▶ _Aim_:
Emit only the lines from the line containing "Give the mask of every instance of the dog's" through the last line of the entries, unchanged.

▶ _Entries supplied_:
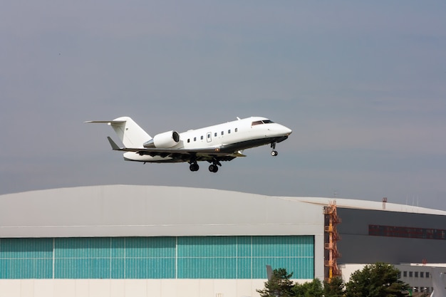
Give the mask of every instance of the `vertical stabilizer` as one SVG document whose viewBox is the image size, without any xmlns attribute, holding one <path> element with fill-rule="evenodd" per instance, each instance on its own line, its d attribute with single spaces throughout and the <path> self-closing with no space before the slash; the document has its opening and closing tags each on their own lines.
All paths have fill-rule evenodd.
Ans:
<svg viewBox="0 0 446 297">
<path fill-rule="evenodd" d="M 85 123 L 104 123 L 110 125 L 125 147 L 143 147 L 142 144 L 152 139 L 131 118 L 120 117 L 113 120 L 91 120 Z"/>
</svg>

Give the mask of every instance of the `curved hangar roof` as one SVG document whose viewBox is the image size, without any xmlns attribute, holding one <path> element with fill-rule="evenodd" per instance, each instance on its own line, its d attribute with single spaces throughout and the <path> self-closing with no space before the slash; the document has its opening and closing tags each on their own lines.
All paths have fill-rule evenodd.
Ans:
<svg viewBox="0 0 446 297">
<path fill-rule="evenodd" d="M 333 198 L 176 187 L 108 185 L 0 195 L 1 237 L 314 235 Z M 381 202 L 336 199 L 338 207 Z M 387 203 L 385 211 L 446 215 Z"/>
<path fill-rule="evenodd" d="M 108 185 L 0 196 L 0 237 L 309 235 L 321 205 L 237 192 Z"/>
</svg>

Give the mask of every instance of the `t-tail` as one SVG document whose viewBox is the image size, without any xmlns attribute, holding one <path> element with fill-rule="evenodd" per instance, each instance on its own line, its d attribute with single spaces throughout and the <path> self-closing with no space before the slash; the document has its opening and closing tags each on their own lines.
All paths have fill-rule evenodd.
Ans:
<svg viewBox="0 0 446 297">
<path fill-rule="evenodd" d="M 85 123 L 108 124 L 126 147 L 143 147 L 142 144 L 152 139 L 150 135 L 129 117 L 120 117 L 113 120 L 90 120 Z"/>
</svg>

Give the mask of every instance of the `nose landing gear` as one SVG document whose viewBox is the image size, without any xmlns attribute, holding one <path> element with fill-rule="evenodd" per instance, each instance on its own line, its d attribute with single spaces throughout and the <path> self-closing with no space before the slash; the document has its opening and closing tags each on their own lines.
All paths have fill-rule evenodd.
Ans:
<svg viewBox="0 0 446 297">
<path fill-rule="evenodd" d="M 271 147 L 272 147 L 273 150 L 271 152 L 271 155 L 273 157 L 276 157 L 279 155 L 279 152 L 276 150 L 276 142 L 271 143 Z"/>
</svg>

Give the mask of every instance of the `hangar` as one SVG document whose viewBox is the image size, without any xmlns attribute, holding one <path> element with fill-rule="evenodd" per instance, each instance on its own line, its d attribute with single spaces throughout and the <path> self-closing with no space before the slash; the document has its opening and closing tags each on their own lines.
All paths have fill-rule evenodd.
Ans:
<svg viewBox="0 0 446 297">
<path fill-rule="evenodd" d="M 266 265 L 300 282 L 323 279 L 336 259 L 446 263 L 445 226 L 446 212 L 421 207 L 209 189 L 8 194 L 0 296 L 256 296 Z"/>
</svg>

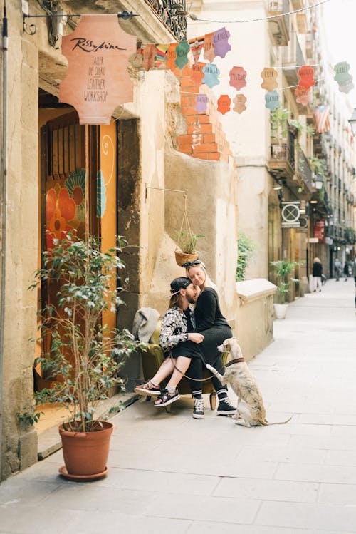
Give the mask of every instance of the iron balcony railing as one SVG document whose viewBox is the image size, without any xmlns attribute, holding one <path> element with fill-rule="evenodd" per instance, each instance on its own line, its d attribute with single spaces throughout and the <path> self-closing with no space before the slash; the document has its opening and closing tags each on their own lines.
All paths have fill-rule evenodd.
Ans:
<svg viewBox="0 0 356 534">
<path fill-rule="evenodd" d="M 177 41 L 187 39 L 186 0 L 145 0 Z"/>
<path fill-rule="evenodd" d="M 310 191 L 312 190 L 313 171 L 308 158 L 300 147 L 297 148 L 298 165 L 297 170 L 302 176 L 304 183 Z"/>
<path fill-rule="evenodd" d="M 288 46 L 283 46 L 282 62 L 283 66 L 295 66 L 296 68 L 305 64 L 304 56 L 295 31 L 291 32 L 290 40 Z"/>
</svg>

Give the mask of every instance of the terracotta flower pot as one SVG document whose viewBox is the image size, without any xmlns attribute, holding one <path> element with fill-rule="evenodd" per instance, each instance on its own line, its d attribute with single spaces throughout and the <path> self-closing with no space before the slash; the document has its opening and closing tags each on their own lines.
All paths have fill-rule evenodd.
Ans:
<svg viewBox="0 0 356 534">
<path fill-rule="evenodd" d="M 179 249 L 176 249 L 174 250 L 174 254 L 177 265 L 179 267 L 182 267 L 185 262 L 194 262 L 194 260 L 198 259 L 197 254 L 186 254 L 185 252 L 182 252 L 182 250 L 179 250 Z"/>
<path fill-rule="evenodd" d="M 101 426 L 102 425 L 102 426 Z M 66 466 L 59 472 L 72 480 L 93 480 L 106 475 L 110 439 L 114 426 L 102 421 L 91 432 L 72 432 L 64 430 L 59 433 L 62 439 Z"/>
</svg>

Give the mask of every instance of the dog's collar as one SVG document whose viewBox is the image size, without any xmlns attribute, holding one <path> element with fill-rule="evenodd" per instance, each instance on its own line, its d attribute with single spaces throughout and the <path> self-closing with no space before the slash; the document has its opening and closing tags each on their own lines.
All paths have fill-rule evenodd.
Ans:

▶ _The output_:
Give the mask of every instance of the dog's collar as one SVG document whose viewBox is the image size, without any xmlns attribute, holding one <path> element with fill-rule="evenodd" per instance, each instance on its own line, its d attribute with single spaces throughout and the <path> self-closing with no space before the slash; the document has its opening and closing tags each on their own lines.
All paths have fill-rule evenodd.
Ans:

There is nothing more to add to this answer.